TASK TO CARRY OUT:
Take the lines below beginning at the line that has "Query: man holding camera" and stopping after the line that has "Query: backpack", and print them exactly as they are, with no other lines.

RECORD EXCERPTS:
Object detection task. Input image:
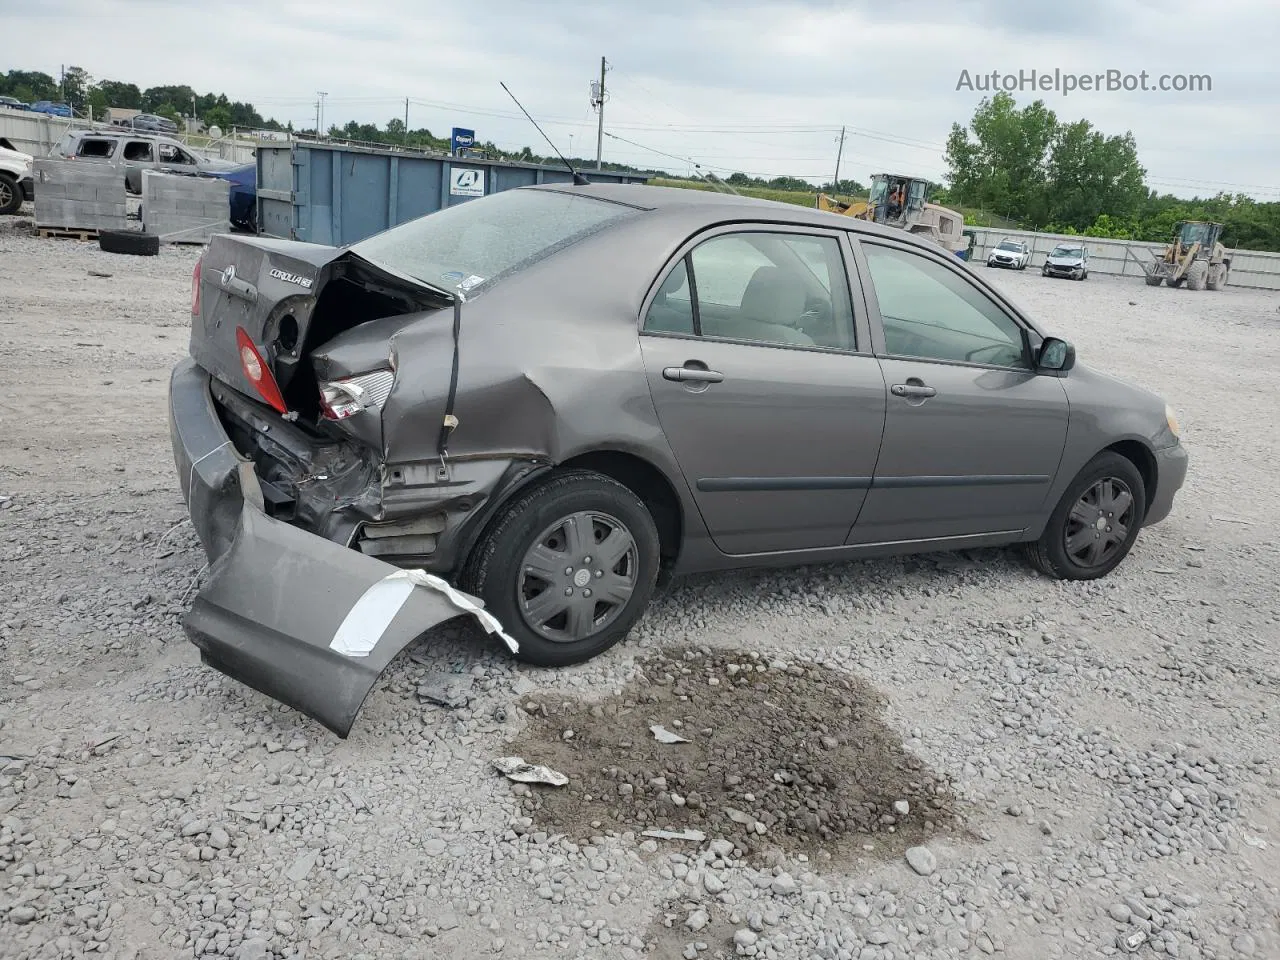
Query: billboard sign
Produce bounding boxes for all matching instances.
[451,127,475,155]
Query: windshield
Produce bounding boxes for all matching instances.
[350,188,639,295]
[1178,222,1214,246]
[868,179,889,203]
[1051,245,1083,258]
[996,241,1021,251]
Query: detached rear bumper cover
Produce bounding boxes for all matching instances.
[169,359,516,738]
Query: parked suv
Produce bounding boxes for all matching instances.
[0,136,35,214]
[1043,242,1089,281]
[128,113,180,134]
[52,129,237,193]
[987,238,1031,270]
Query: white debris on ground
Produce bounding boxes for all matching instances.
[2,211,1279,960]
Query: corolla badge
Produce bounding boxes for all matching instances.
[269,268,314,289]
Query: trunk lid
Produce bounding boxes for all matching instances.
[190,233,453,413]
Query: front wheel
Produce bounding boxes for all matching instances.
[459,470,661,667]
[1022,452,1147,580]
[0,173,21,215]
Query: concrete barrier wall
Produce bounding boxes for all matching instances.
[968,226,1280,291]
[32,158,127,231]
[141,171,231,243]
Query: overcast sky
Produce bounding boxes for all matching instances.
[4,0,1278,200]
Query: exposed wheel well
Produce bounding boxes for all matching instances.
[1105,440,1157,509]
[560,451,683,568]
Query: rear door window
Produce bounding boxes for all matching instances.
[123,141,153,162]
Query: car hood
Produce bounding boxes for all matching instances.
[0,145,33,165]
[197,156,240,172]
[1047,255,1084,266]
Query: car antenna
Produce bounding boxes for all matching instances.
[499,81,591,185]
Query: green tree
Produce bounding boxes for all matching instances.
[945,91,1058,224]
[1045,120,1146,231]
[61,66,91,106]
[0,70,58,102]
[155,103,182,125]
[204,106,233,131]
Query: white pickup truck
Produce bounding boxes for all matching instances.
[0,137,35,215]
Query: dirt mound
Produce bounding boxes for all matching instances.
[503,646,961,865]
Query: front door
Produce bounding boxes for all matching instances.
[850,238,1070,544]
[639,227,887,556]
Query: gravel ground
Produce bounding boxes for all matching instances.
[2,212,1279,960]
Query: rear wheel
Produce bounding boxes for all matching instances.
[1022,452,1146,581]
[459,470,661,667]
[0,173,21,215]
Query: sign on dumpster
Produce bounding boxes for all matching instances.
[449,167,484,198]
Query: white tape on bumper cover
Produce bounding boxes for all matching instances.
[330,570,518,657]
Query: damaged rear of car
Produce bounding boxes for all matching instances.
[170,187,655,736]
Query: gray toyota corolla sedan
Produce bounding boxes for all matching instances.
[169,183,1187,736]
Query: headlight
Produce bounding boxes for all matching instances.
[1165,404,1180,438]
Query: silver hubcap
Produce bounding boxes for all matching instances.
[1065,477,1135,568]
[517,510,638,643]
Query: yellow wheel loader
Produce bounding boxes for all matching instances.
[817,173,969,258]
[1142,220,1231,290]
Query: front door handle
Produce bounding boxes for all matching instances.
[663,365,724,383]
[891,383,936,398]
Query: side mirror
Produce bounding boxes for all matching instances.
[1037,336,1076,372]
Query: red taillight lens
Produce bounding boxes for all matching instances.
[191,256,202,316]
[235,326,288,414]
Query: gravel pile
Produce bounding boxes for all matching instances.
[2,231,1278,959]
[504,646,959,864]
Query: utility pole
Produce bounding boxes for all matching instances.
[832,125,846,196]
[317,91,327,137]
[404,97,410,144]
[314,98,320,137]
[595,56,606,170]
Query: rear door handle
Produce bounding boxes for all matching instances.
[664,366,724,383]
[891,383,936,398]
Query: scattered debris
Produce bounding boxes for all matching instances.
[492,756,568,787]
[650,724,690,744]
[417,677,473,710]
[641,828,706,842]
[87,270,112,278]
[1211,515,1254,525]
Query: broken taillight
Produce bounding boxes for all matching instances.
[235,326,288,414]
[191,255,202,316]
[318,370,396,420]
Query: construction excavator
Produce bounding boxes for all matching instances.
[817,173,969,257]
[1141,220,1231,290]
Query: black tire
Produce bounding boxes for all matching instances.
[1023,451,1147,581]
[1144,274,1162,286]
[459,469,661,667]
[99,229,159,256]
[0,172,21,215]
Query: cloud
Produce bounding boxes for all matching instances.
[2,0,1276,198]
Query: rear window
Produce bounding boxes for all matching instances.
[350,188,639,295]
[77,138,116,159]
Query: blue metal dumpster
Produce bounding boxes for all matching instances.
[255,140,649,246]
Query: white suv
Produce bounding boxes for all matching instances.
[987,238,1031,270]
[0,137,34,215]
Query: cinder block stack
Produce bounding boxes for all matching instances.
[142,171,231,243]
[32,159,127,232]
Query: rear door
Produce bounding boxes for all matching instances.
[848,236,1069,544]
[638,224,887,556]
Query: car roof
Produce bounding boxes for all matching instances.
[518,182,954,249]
--
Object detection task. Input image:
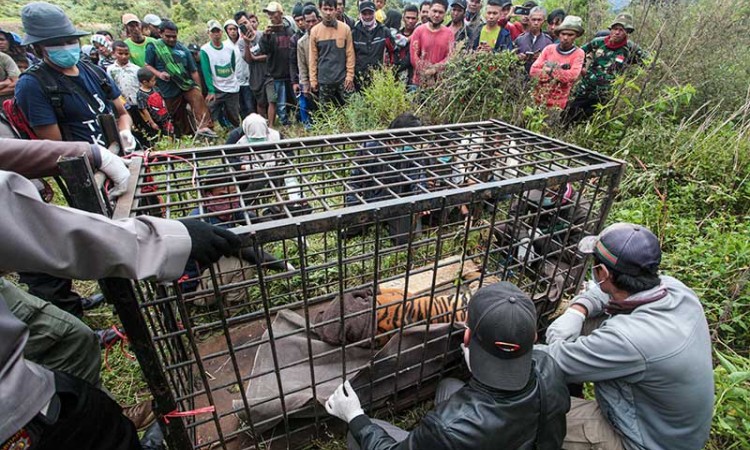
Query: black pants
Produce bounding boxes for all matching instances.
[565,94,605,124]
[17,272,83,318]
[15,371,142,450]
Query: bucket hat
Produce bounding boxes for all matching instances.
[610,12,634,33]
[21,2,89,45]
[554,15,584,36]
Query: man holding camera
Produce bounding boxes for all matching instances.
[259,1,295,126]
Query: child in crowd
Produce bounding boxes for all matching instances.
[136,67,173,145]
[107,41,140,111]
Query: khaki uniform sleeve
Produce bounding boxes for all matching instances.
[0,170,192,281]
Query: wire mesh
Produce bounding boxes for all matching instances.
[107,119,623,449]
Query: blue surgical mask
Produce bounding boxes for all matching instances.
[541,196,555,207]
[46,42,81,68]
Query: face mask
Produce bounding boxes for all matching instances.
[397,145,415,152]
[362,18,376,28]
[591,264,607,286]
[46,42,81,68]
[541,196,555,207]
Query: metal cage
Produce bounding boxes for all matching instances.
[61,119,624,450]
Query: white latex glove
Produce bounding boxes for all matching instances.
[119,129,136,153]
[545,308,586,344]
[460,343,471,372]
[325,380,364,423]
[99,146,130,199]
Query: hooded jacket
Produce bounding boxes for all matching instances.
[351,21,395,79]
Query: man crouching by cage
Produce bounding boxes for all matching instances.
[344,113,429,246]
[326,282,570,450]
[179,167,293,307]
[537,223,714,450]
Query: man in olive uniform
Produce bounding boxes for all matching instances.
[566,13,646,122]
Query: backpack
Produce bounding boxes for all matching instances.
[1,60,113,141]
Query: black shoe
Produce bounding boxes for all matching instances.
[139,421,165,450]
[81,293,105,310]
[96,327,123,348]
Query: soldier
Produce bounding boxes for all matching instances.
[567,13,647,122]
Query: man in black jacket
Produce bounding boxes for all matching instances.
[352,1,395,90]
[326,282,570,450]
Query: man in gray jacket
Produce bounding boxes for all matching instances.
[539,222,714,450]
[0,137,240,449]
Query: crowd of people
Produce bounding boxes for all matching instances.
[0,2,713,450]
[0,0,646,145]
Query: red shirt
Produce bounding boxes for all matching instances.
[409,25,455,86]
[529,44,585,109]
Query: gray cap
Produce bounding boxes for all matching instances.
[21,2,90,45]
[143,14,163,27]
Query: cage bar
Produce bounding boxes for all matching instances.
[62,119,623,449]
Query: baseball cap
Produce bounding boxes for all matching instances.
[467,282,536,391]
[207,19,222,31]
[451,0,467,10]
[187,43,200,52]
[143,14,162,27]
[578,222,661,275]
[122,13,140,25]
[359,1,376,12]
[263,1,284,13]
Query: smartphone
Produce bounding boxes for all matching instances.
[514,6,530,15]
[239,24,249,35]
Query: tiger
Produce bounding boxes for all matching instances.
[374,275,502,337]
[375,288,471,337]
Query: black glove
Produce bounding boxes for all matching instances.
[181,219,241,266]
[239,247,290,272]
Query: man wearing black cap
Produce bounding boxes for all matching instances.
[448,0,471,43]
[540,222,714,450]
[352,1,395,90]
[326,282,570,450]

PROBLEM SOLUTION:
Query: man holding camera
Produce bounding boxes for all matching instances.
[259,1,295,126]
Query: child in crowd
Produce bounding boxes for all matching instances.
[136,67,173,145]
[107,41,140,111]
Query: khaki uniform sleeve
Produce bounding boxes for all matching instances.
[0,170,192,281]
Query: wire mesh
Produce bounding boxes for all matching instances.
[107,119,623,449]
Query: blue surgical mask
Produce bounding boxes for all matching instances.
[541,196,555,207]
[46,42,81,68]
Query: face mask
Produce bounding boxes for all matching instances.
[397,145,415,152]
[362,18,376,28]
[591,264,607,286]
[46,42,81,68]
[541,196,555,207]
Query: metal cage
Produce bounding boxes for all matching instances.
[61,119,624,450]
Query: white latex glove
Produce bounding boxes for all matching instances.
[119,129,136,153]
[545,308,586,344]
[460,343,471,372]
[325,380,364,423]
[99,146,130,199]
Query: hooded jacket
Produce bounding boxes for all matching instances.
[351,21,395,79]
Query: man crouching by cage
Produce bounding boxes for all matching instances.
[344,113,429,246]
[326,282,570,450]
[179,167,293,307]
[537,223,714,450]
Query: man in olive uniform
Produce bounding boxes for all matching instances.
[566,13,646,122]
Query: backpack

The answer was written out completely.